▶ _Directions_
Exactly repeat the line that contains "Mark the innermost point of each instance of the weathered", then every line after it up to and including the final line.

Coordinate labeling data:
>>>

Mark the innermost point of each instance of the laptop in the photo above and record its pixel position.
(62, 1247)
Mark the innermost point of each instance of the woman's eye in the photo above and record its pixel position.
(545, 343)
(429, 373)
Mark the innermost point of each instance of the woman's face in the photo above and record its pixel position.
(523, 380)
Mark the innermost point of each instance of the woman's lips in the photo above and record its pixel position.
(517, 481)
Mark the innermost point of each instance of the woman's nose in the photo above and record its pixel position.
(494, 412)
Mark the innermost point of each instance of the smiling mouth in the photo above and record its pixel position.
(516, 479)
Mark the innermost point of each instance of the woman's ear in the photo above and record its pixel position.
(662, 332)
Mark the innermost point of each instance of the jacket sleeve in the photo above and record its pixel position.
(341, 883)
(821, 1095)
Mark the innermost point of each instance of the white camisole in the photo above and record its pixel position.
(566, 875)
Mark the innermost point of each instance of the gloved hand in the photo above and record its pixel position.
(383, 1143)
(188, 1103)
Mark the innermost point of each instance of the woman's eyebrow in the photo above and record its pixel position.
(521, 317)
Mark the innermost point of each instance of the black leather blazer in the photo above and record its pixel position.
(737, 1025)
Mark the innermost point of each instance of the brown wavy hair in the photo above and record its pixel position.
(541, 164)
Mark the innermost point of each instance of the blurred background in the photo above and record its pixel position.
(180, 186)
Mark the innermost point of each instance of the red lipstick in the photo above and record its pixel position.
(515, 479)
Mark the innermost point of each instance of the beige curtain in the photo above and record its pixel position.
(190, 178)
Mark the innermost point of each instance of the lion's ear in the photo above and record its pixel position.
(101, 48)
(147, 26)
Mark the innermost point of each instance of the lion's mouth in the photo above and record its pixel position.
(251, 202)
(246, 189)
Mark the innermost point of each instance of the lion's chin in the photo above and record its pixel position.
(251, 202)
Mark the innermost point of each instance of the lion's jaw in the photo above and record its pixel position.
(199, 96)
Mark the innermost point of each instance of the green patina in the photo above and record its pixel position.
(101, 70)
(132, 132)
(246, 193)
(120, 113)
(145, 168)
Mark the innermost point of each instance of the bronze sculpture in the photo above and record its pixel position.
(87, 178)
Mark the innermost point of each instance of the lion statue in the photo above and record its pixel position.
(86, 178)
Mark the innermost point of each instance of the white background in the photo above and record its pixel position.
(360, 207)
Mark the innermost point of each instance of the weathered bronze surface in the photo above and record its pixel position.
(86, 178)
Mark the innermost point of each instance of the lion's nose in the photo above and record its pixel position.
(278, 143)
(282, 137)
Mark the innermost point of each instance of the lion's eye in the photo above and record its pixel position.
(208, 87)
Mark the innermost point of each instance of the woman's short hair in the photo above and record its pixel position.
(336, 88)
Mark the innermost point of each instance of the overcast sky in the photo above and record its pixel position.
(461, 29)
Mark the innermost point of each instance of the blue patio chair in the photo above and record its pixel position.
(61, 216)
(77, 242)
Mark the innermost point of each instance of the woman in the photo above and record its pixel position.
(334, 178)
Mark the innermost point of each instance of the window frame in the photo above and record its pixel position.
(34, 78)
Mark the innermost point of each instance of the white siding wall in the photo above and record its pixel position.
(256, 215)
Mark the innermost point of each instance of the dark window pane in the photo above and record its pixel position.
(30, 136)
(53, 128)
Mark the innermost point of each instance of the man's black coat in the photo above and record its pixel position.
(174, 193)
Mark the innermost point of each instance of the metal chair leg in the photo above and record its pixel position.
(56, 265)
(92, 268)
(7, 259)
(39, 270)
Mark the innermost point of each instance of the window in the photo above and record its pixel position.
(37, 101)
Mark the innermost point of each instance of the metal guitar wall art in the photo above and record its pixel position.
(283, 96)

<<<

▶ _Final result_
Mark the innermost point of each instance of the weathered bronze surface in the photo above and record its pixel position.
(86, 178)
Mark the innermost point of each instance of the lion's nose in the photo above and record its pixel position.
(278, 143)
(282, 137)
Mark the innermost point of each instance of the lion's eye in the photo above and record its pixel position.
(208, 87)
Mark the innermost point of each instance of the woman's short hair in the photo above and record its pixel position.
(336, 88)
Mark the innermost point of each instance of the overcast sky in the photo above and record its pixel position.
(461, 29)
Mark the innermost point of each instance of the blue patio chair in the photo above and record its pixel position.
(61, 216)
(77, 242)
Mark the innermost point of each instance of the woman in the photo above and record its pixel position.
(334, 178)
Mark the innermost point of each instance of the window frame in the photo above and record its pixel position.
(34, 78)
Mark the innermost point of each instance of the white siding wall in the photo above and record its pixel position.
(256, 215)
Mark the innermost point of each instance of the dark window pane in the photo above and record its pixel position.
(30, 136)
(53, 128)
Mark the innermost point of each instance of the man's black coat in the photo above and record its pixel position.
(174, 193)
Mark the innermost point of each instance of the metal chair leg in the photo above and record its pixel position.
(56, 265)
(92, 268)
(7, 259)
(39, 270)
Mark the innermost point of each instance of the window in the photo above and record its pixel position.
(37, 101)
Mark the innermost point of each instance of the metal guitar wall art in the photo above and record its pixel position.
(283, 96)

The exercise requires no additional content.